À FAIRE
1 > Citez le passage du texte sur les émigrés de Nancy qui va de « Quant au sage » jusqu'à « On les comprend. ».
2 > Répondez à ces questions d'après le texte sur les émigrés de Nancy :
(a) Dans quel pays Stadler restera-t-il encore longtemps ?
(b) À qui Madame Stadler adresse-t-elle ses lettres ?
(c) Sous quel régime se passe la vie de la société d'émigrés racontée dans ces lettres ?

Quant au sage et pondéré Stadler, il réussira aussi mal que ce fou de Tardy : il restera encore longtemps en Pologne, mais il ne parait pas avoir fait fortune dans l'exploitation du domaine de la petite comtesse Gizycka.
Les lettres de Madame Stadler à Timoléon sont naturelles, et donnent de la vie de cette société nancéienne d'émigrés sous le Consulat des détails précieux. Je ne sais, cependant, qui est cette Madame de Violet dont les querelles conjugales divertissent l'entourage. Madame de Corail, Madame de Violet, ces dames ont de bien jolis noms. Tous ces émigrés, heureux d'avoir échappé à la tourmente révolutionnaire et à la misère en Prusse, montrent beaucoup de gaîté : ils reviennent de loin. Fi de la politique ! Ils n'en feront plus. Ils désirent simplement s'enterrer dans leurs provinces et disparaître. On les comprend.

LES DONNÉES

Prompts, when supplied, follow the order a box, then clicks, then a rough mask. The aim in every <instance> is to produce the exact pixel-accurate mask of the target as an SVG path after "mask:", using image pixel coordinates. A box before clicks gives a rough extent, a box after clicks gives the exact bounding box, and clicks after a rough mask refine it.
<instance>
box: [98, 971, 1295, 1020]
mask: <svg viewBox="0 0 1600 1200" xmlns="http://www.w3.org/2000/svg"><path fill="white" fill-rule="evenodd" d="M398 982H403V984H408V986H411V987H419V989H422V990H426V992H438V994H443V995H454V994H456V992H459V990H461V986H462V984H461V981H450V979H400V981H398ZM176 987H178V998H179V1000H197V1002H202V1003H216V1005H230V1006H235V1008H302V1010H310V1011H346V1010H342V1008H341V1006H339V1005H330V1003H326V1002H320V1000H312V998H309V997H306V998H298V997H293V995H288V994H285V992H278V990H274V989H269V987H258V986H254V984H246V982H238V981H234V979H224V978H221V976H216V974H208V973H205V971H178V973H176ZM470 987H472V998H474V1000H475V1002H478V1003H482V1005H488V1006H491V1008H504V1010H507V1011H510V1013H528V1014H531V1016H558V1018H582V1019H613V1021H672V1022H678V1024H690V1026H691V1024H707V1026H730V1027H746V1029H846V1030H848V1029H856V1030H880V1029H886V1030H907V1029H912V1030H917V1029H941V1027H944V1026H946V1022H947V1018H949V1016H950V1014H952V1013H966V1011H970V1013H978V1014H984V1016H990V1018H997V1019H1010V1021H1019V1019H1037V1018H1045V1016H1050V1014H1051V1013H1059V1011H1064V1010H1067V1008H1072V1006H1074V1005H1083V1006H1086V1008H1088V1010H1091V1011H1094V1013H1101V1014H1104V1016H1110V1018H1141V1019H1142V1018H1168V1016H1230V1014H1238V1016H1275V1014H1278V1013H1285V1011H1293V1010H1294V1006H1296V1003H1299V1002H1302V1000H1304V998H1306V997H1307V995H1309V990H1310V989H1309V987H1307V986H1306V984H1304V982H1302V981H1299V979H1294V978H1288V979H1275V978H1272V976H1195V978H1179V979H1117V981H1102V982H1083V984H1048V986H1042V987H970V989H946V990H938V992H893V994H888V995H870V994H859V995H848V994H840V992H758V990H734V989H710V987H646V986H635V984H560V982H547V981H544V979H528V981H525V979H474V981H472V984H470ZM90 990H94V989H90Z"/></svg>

RÉPONSES
1 >
Quant au sage et pondéré Stadler, il réussira aussi mal que ce fou de Tardy : il restera encore longtemps en Pologne, mais il ne parait pas avoir fait fortune dans l'exploitation du domaine de la petite comtesse Gizycka.
Les lettres de Madame Stadler à Timoléon sont naturelles, et donnent de la vie de cette société nancéienne d'émigrés sous le Consulat des détails précieux. Je ne sais, cependant, qui est cette Madame de Violet dont les querelles conjugales divertissent l'entourage. Madame de Corail, Madame de Violet, ces dames ont de bien jolis noms. Tous ces émigrés, heureux d'avoir échappé à la tourmente révolutionnaire et à la misère en Prusse, montrent beaucoup de gaîté : ils reviennent de loin. Fi de la politique ! Ils n'en feront plus. Ils désirent simplement s'enterrer dans leurs provinces et disparaître. On les comprend.

2 >
(a) En Pologne.
(b) À Timoléon.
(c) Sous le Consulat.